**Exercise requirements:**
1 > Answer these from the algebra explanation:
(a) What does it rewrite \(\sqrt{60}\) as?
(b) What number is subtracted from both sides of the second equation?
(c) What kind of square root does it say the radical denotes?
2 > Write a continuation of the algebra explanation, picking up right after its last line.

For the first one, \(\displaystyle \frac{8}{\sqrt{60}\), I assume you want to simplify it?
Well, \(\displaystyle \sqrt{60} = \sqrt{4\cdot15} = \sqrt{4}\cdot\sqrt{15} = 2\sqrt{15}\), so you end up with \(\displaystyle \frac{4}{\sqrt{15}}\)
Note that the radical, \(\displaystyle \sqrt{blah}\) denotes to the positive square root (of "blah").
For the second one, you have written the question fine (well, it's unambiguous, anyway).
-3(4x - 9)^2 + 5 = -3
Move that 5 to the right-hand side by subtracting both sides by 5:
-3(4x - 9)^2 = -8
Divide both sides by -3:
\(\displaystyle (4x - 9)^2 = \frac{8}{3}\)
Take square roots of both sides:
\(\displaystyle 4x - 9 = \pm \sqrt{\frac{8}{3}}\)
Move the -9 to the right-hand side:
\(\displaystyle 4x = 9 \pm \sqrt{\frac{8}{3}}\)
Divide both sides by 4:
\(\displaystyle x = \frac{9 \pm \sqrt{\frac{8}{3}}}{4}\)

**Recorded data:**
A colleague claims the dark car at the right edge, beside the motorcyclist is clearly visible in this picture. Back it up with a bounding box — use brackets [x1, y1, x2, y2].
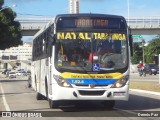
[143, 64, 159, 75]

**Answers per task:**
1 >
(a) \(2\sqrt{15}\)
(b) 5
(c) The positive square root

2 >
We can pay around with the radicals:
\(\displaystyle \sqrt{\frac{8}{3}} = \frac{\sqrt{8}}{\sqrt{3}}\)
\(\displaystyle = \frac{\sqrt{4\cdot2}}{\sqrt{3}} = \frac{2\sqrt{2}}{\sqrt{3}}\)
And you end up with:
\(\displaystyle x = \frac{9}{4} \pm \frac{\sqrt{2}}{2\sqrt{3}}\)
Your version of the provided answer, I think, translates to:
\(\displaystyle \frac{9 \pm 2\sqrt{3}}{4}\)
... so perhaps something was lost in translation?
Edit: Looking at my answer, I think it would be best to rationlise the denominator:
\(\displaystyle \frac{\sqrt{2}}{2\sqrt{3}} \cdot \frac{\sqrt{3}}{\sqrt{3}} = \frac{\sqrt{6}}{6}\)